→ Instructions for the task
Quote the records in full and leave their pictures out.

→ Task data

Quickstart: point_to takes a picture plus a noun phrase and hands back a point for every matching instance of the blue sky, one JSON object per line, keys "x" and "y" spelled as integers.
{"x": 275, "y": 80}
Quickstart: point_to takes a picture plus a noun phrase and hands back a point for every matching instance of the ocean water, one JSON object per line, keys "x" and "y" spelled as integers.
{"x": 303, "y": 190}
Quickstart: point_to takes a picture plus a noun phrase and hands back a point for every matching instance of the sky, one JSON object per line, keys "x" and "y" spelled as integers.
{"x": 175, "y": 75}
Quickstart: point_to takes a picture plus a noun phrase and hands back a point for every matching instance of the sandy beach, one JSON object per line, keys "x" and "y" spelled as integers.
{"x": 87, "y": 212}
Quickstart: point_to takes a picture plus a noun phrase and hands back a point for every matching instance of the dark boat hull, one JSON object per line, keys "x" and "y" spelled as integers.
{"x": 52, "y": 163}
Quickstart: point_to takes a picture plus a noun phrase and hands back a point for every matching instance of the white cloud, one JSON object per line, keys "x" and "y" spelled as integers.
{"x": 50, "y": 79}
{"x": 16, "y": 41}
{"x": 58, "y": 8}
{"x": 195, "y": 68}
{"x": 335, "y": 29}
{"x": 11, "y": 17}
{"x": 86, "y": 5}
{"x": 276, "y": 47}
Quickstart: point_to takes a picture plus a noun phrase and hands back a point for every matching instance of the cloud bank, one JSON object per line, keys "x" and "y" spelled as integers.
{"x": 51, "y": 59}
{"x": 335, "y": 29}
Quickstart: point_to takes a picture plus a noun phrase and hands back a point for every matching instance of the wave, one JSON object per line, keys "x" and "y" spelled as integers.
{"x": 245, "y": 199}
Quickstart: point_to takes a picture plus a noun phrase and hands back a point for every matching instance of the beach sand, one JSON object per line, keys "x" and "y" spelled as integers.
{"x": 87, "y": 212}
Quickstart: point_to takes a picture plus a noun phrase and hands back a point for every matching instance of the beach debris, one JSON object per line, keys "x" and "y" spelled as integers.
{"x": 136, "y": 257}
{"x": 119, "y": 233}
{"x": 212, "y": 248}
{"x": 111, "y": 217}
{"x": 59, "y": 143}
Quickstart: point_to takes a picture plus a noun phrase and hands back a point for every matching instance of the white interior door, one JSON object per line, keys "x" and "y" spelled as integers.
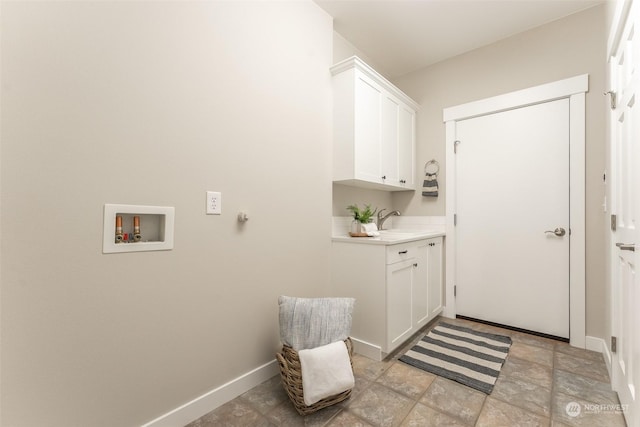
{"x": 625, "y": 158}
{"x": 512, "y": 193}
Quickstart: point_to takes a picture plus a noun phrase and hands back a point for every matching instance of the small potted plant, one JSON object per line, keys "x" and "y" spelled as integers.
{"x": 360, "y": 216}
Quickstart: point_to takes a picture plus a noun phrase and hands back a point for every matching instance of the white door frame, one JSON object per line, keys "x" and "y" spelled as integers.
{"x": 574, "y": 89}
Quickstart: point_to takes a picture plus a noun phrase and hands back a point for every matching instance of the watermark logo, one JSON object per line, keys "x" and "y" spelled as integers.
{"x": 573, "y": 409}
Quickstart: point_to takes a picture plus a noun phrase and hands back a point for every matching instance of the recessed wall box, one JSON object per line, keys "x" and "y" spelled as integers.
{"x": 155, "y": 228}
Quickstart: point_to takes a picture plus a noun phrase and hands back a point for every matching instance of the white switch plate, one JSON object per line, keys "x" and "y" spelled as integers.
{"x": 214, "y": 203}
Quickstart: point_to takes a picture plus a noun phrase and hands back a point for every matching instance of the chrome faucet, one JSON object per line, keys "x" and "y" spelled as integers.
{"x": 382, "y": 219}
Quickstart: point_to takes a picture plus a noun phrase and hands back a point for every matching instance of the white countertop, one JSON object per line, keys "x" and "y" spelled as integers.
{"x": 390, "y": 237}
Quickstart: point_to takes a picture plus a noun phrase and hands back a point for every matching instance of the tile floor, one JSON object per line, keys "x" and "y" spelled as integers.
{"x": 539, "y": 380}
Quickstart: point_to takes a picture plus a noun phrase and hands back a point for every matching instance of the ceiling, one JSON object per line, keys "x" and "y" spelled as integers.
{"x": 401, "y": 36}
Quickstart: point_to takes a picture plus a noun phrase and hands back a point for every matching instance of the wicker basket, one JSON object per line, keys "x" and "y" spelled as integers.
{"x": 292, "y": 381}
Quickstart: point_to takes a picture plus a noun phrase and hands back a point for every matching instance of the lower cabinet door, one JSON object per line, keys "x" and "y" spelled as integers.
{"x": 421, "y": 286}
{"x": 435, "y": 277}
{"x": 399, "y": 302}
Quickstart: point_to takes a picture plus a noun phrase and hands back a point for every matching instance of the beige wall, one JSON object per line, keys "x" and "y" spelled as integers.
{"x": 565, "y": 48}
{"x": 154, "y": 103}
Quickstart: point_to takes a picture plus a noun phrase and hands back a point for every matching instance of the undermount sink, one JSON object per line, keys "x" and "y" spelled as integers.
{"x": 397, "y": 234}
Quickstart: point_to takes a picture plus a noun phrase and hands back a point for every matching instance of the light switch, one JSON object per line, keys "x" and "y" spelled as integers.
{"x": 214, "y": 203}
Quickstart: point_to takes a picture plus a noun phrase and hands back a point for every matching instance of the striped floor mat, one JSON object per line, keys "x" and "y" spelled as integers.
{"x": 461, "y": 354}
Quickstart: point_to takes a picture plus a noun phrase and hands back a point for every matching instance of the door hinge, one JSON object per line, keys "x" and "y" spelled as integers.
{"x": 613, "y": 98}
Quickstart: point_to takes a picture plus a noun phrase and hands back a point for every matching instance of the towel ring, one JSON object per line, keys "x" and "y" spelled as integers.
{"x": 434, "y": 163}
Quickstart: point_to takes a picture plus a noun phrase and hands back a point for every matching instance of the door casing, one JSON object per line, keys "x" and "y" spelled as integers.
{"x": 574, "y": 89}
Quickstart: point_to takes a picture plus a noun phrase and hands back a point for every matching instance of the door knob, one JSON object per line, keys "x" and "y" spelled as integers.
{"x": 626, "y": 246}
{"x": 558, "y": 231}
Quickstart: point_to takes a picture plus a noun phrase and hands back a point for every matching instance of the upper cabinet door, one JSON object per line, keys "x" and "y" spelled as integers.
{"x": 406, "y": 147}
{"x": 374, "y": 129}
{"x": 390, "y": 140}
{"x": 367, "y": 133}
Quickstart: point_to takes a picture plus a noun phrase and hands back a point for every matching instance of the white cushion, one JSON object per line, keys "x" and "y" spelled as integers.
{"x": 326, "y": 371}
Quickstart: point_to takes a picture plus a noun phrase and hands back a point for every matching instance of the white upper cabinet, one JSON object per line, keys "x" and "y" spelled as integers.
{"x": 374, "y": 129}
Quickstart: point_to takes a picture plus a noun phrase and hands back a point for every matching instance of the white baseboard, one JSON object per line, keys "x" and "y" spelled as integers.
{"x": 366, "y": 349}
{"x": 599, "y": 345}
{"x": 209, "y": 401}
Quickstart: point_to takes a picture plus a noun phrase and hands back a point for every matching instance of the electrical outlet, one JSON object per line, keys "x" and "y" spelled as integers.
{"x": 214, "y": 203}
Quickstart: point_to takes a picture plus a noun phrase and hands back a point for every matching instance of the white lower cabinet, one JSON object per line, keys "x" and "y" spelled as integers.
{"x": 397, "y": 287}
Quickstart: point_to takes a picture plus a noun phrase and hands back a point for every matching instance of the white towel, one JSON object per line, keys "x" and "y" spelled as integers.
{"x": 326, "y": 371}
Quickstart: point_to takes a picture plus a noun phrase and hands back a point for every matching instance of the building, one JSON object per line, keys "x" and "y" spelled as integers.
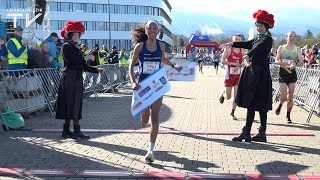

→ Expected answer
Quickstart: point_to takes a picture plus a noun phrase and hands back a point for every matching instance of the blue sky, one JSON object per line, keys "x" and "y" spelled as integers.
{"x": 275, "y": 80}
Quickstart: point_to takes a picture plus a noun phrase and hands back a point for every matching instance of the ocean water, one JSON object per line, keys "x" and "y" spelled as integers.
{"x": 303, "y": 190}
Quickstart: point_to takes a picture plus a noun phrase and hands back a point for every matching instance of the sky, one JSON object per line, keys "x" and "y" spelled as integers.
{"x": 175, "y": 75}
Quickstart: point_to takes a picture plus a noun phrase and hands back a point for every matching instance of the sandy beach, one JSON object per line, keys "x" and "y" spelled as integers.
{"x": 87, "y": 212}
Quickstart: point_to takes a picture plus a noun phrase and hands back a point for every matching instance of the dark boat hull, one JSON object per line, keys "x" and "y" spelled as integers.
{"x": 52, "y": 163}
Quickstart: point_to takes a picture plus a noun phrase and hands back a point for every matching instance of the white cloud, one JSON object per line, keys "x" and "y" spelled as integers.
{"x": 50, "y": 79}
{"x": 16, "y": 41}
{"x": 58, "y": 8}
{"x": 195, "y": 68}
{"x": 335, "y": 29}
{"x": 11, "y": 17}
{"x": 86, "y": 5}
{"x": 276, "y": 47}
Quickstart: point_to takes a picture plus a noun phrase and hands back a point for every matching instance of the cloud bank, one JSON object per line, keys "x" and "y" spelled as integers.
{"x": 51, "y": 59}
{"x": 335, "y": 29}
Quickstart: point_to takes a picture plus a noun phrase and hands back a point for every matching instance of the wave, one JSON object per line, keys "x" and "y" spelled as integers.
{"x": 245, "y": 199}
Quickstart: point_to takes a picture plus a noun phrase and hands back a point for every matching instance of the beach sand, one JSON object per line, keys "x" and "y" spelled as integers.
{"x": 87, "y": 212}
Quickstart: point_to takes a picture plus a noun phrase and hands back a point for every matching instance of the beach debris, one JSON object per line, keys "x" and "y" spelled as integers.
{"x": 136, "y": 257}
{"x": 119, "y": 233}
{"x": 212, "y": 248}
{"x": 111, "y": 217}
{"x": 59, "y": 143}
Quickstart: point_to takes a picture plus a noun phrase and hands back a point for every matching instance of the white interior door, one JSON object per line, keys "x" and "y" spelled as integers.
{"x": 625, "y": 158}
{"x": 512, "y": 193}
Quickstart: point_to takes a picture plus a noun phrase and hands back a point for every matching instance of the small potted plant, one JSON object per line, keys "x" and "y" spelled as integers.
{"x": 360, "y": 216}
Quickstart: point_to takes a picture plus a noun phrase and hands back a point for every matching instance of the white door frame, one JSON object per line, keys "x" and "y" spelled as integers.
{"x": 574, "y": 89}
Quickstart: point_to takes a picture plus a noun phrase and hands back a point for every matching instance of the watermark logo, one JSON object per line, keys "x" and "y" spelled as integers.
{"x": 573, "y": 409}
Quickstart: point_to takes a picture plus a noun phrase and hands back a point for every matching instance of the recessed wall box, one JSON object per line, keys "x" and "y" spelled as integers.
{"x": 155, "y": 228}
Quickstart: point_to takes a picture plus a noun phrase and hands back a point for every matching instance of the white switch plate, one JSON object per line, keys "x" and "y" spelled as integers.
{"x": 214, "y": 203}
Quickstart: point_to takes a picture plus a noun phrase and hands back a point for every matching instance of the chrome faucet, one JSON object per line, keys "x" and "y" spelled as integers.
{"x": 382, "y": 219}
Quickstart: point_to takes a picture plus a noun phrase and hands back a point for every matching instance of the white countertop, one JSON object per line, keys "x" and "y" spelled as integers.
{"x": 390, "y": 237}
Quickstart: point_to takes a picture plus a noun phrase and hands back a point for every matching instance of the tile floor, one JSON object per line, keys "x" and "y" spelled as integers.
{"x": 539, "y": 380}
Quickstart: point_to takes a picture plus a noun phrase and hands back a point for every matching instance of the ceiling, one JSON object per line, keys "x" and "y" spelled as integers.
{"x": 401, "y": 36}
Quickstart: point_to takes a picture plus a noun phrase and hands back a point for every matching instance of the wicker basket, one JSON object per line, keys "x" and "y" spelled as integers.
{"x": 292, "y": 381}
Quickstart: point_to takes a picture plus a noun phrase and hands back a point for every matching instance of the lower cabinet door, one JSON object per line, keys "x" and "y" spelled as integers.
{"x": 421, "y": 286}
{"x": 435, "y": 277}
{"x": 399, "y": 302}
Quickstart: point_to takes a picture plus a noun phrase and hands back a point for every matching instance of the beige wall, one JSON object per line, keys "x" and "y" spelled as integers.
{"x": 565, "y": 48}
{"x": 154, "y": 103}
Quickstart: point_to takes a picture plus a noun phrase and hands back a point for every matching instance of the undermount sink, one JSON object per line, keys "x" and "y" spelled as integers.
{"x": 397, "y": 234}
Quickstart: point_to takes a picture plus a noun phrase and hands back a point for every matching instance of the light switch, one JSON object per line, keys "x" and "y" spelled as integers.
{"x": 214, "y": 203}
Quickstart: point_to takes a picture plus a noun phrase and hands back a point for every matching instance of the striped floor mat, one JSON object per line, keys "x" and "y" spelled as integers.
{"x": 461, "y": 354}
Quickstart: point_to takes a picture plus a noun phrase and hands back a point for every matching instance of the door hinge, one JSON object per line, keys "x" and "y" spelled as integers.
{"x": 613, "y": 98}
Quickstart: point_to takes a picture plus a noun phrase and hands back a point for every matching instance of the towel ring, one JSON object per line, keys "x" and "y" spelled as integers.
{"x": 434, "y": 163}
Quickstart: point_to takes a picture plus a noun phrase and hands back a point for every matching instance of the door casing, one JSON object per line, keys "x" and "y" spelled as integers.
{"x": 574, "y": 89}
Quickstart: point_to takes a picture plus a noun phrase and hands back a point for every matching instance of the door knob, one JSON object per line, keys "x" and "y" spelled as integers.
{"x": 626, "y": 246}
{"x": 558, "y": 231}
Quickstart: point_to takes a picture plus a noun phrase and hands back a point for every matching instance of the upper cabinet door, one JSON object per line, keys "x" and "y" spelled as integers.
{"x": 406, "y": 147}
{"x": 374, "y": 129}
{"x": 390, "y": 140}
{"x": 367, "y": 133}
Quickstart: point_to takes a picture plus a noun phrase and hands back a point for every matching instance of the white cushion, one JSON object per line, keys "x" and "y" spelled as integers.
{"x": 326, "y": 371}
Quickstart: point_to takes a picture plus a noun phrase and hands back a point for every matching instance of the white upper cabinet, one JSON object per line, keys "x" and "y" spelled as integers.
{"x": 374, "y": 129}
Quickstart: point_to takes a picture plus a noun phrase and hands back a point for every matching instance of the white baseboard, one JSON object per line, keys "x" and "y" spelled as integers.
{"x": 366, "y": 349}
{"x": 599, "y": 345}
{"x": 209, "y": 401}
Quickstart: point_to takes a picture plus a noun phrase and hands back a point for every matching instance of the electrical outlet, one JSON object per line, keys "x" and "y" spelled as integers.
{"x": 214, "y": 203}
Quickstart: point_to takes a picture plus a noun phrase and hands back a point for every matching instance of the white lower cabinet, one JSON object per line, keys "x" and "y" spelled as integers.
{"x": 397, "y": 287}
Quickstart: point_to takes a picture plus a noun phrase and hands back a point for every matching instance of the white towel, one JSON object per line, keys "x" and "y" spelled as integers.
{"x": 326, "y": 371}
Quickstart: point_to takes a picture plus a noun phrase and hands back a point for every matching instance of the building, one JSON object per line, keys "x" and "y" spelled as integers.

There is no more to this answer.